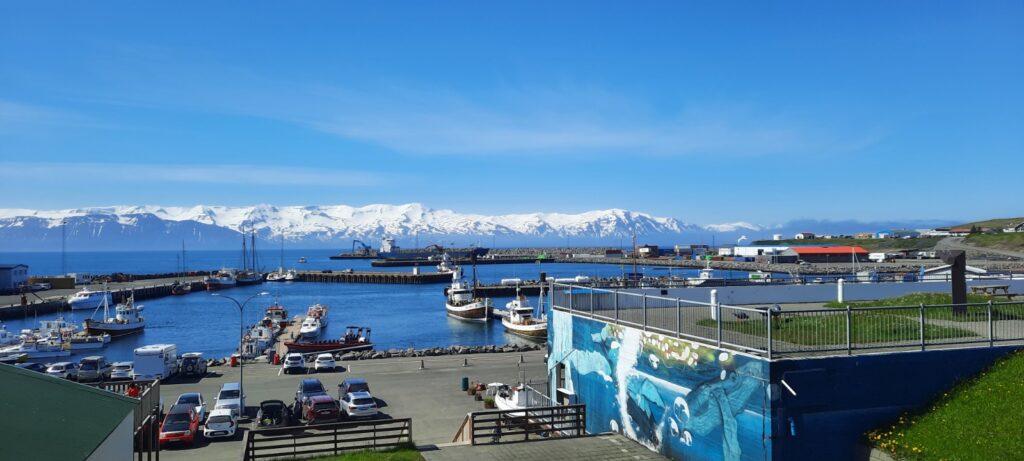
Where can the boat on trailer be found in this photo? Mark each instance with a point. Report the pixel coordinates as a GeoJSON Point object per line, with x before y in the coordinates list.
{"type": "Point", "coordinates": [356, 338]}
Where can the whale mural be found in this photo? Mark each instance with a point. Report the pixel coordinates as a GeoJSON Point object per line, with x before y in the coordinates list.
{"type": "Point", "coordinates": [679, 397]}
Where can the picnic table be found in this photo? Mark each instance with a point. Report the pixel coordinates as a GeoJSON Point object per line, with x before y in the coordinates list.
{"type": "Point", "coordinates": [991, 290]}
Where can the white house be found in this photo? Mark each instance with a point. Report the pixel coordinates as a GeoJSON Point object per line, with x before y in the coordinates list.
{"type": "Point", "coordinates": [1015, 228]}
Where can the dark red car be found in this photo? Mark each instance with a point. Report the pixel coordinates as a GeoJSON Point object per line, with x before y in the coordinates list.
{"type": "Point", "coordinates": [320, 409]}
{"type": "Point", "coordinates": [180, 425]}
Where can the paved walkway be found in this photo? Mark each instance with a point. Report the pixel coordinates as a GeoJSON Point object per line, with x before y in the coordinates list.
{"type": "Point", "coordinates": [598, 448]}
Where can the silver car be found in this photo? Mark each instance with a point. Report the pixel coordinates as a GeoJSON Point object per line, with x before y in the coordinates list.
{"type": "Point", "coordinates": [122, 370]}
{"type": "Point", "coordinates": [66, 370]}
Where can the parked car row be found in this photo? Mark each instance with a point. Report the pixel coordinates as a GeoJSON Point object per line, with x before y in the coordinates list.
{"type": "Point", "coordinates": [296, 363]}
{"type": "Point", "coordinates": [182, 421]}
{"type": "Point", "coordinates": [313, 406]}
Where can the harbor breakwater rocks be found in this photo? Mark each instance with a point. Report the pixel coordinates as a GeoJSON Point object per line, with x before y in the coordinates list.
{"type": "Point", "coordinates": [436, 351]}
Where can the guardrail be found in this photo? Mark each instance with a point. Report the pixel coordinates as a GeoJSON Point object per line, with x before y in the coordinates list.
{"type": "Point", "coordinates": [331, 438]}
{"type": "Point", "coordinates": [503, 426]}
{"type": "Point", "coordinates": [773, 332]}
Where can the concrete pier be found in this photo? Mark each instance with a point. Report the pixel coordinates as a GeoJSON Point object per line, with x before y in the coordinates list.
{"type": "Point", "coordinates": [357, 277]}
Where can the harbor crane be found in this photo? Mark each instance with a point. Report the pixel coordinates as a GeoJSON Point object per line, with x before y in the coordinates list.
{"type": "Point", "coordinates": [364, 248]}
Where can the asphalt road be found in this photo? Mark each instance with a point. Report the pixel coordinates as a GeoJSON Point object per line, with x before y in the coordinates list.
{"type": "Point", "coordinates": [432, 397]}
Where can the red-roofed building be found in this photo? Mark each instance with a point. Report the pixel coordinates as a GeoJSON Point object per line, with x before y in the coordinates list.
{"type": "Point", "coordinates": [830, 254]}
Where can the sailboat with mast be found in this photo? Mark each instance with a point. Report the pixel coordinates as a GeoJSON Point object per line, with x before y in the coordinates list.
{"type": "Point", "coordinates": [181, 286]}
{"type": "Point", "coordinates": [250, 274]}
{"type": "Point", "coordinates": [462, 302]}
{"type": "Point", "coordinates": [282, 275]}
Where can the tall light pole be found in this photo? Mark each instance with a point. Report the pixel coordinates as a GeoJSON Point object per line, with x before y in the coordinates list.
{"type": "Point", "coordinates": [64, 248]}
{"type": "Point", "coordinates": [242, 328]}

◆ Task requirements
Rewrite all the items above, swapping "Mark each instance with a point" for "Place a point on each instance" and changing nothing else, and leave out the pictures.

◆ Reply
Where can the boat on trailer be found in this photo? Place a point on each instance. Report the pixel coordinates as a GeoJSON Point object per line, with x before y in the coordinates list.
{"type": "Point", "coordinates": [356, 338]}
Where can the whale mural be found in this photo? Place a point on each instance. Report the pixel coordinates as a GeoJSON Point object per line, with x before y in the coordinates list.
{"type": "Point", "coordinates": [679, 397]}
Where can the picnic table be found in this photo? Place a point on each instance. Report the pixel coordinates as a GeoJSON Point object per line, with x before y in the coordinates list.
{"type": "Point", "coordinates": [991, 290]}
Where can the white house be found in this photo? Place a point on each instance. Report the pixel coordinates as a GeoJSON Point object per line, with x before y in the coordinates list.
{"type": "Point", "coordinates": [1015, 228]}
Where can the dark red car be found in this photo? Place a point on each instance. Report the pixel coordinates as a GeoJSON Point object per line, with x before y in the coordinates list.
{"type": "Point", "coordinates": [320, 409]}
{"type": "Point", "coordinates": [180, 425]}
Where can the paved walkway be found in this photo? Place a point on each instance. Report the pixel coordinates as a GeoJSON Point object per line, with x before y in the coordinates list.
{"type": "Point", "coordinates": [598, 448]}
Where can the silver car be found in this photo? Place a point on each instance. Report the pixel coordinates as a GeoJSON Point object per line, with x before y in the coordinates list.
{"type": "Point", "coordinates": [122, 370]}
{"type": "Point", "coordinates": [66, 370]}
Where can the parked car row be found in this photo? Place a point on each instance. Report the pixel coordinates as a GeoJSON Point object per line, with x before y in the coordinates list.
{"type": "Point", "coordinates": [296, 363]}
{"type": "Point", "coordinates": [182, 421]}
{"type": "Point", "coordinates": [313, 406]}
Where can the harbor breakwater rocks be found in this photo? Place a point on each instance. Report the pixel coordinates as a GeoJSON Point object per line, with x before y in the coordinates list.
{"type": "Point", "coordinates": [436, 351]}
Where can the guardrail be found in this photo? Place a point on each instance. Report the pixel coordinates as a GeoJSON Point object per line, with x before y in the coordinates list.
{"type": "Point", "coordinates": [331, 438]}
{"type": "Point", "coordinates": [503, 426]}
{"type": "Point", "coordinates": [773, 332]}
Where can the concrete pier be found in this photo? Place a point on each instance. Report the pixel coordinates as a GeoJSON Point object per line, with x before y in the coordinates list.
{"type": "Point", "coordinates": [357, 277]}
Where can the harbor crane be found in this photo? Place a point on each instance. Report the pixel coordinates as a GeoJSON Point object per line, with x before y in the coordinates list.
{"type": "Point", "coordinates": [364, 248]}
Where can the asphalt road be found in this photo? Place a point on each instance. Report the pixel coordinates as a GeoJSON Point object per line, with x before y in the coordinates list.
{"type": "Point", "coordinates": [432, 397]}
Where can the red-roofed building be found in this photo? Place a point on each instance. Report the pixel coordinates as a GeoJSON Point object per line, with x before y in the coordinates list.
{"type": "Point", "coordinates": [830, 254]}
Where can the sailboat with mast be found in this photo? Place a point on each instance. Report the pixel coordinates as a GeoJSON Point object per line, with x before y in the coordinates list.
{"type": "Point", "coordinates": [181, 286]}
{"type": "Point", "coordinates": [250, 274]}
{"type": "Point", "coordinates": [462, 302]}
{"type": "Point", "coordinates": [282, 275]}
Where can the tall light pole be found in this photo? Place a point on each instance. Report the pixel coordinates as a GeoJSON Point object per line, with x before y in the coordinates list.
{"type": "Point", "coordinates": [64, 248]}
{"type": "Point", "coordinates": [242, 328]}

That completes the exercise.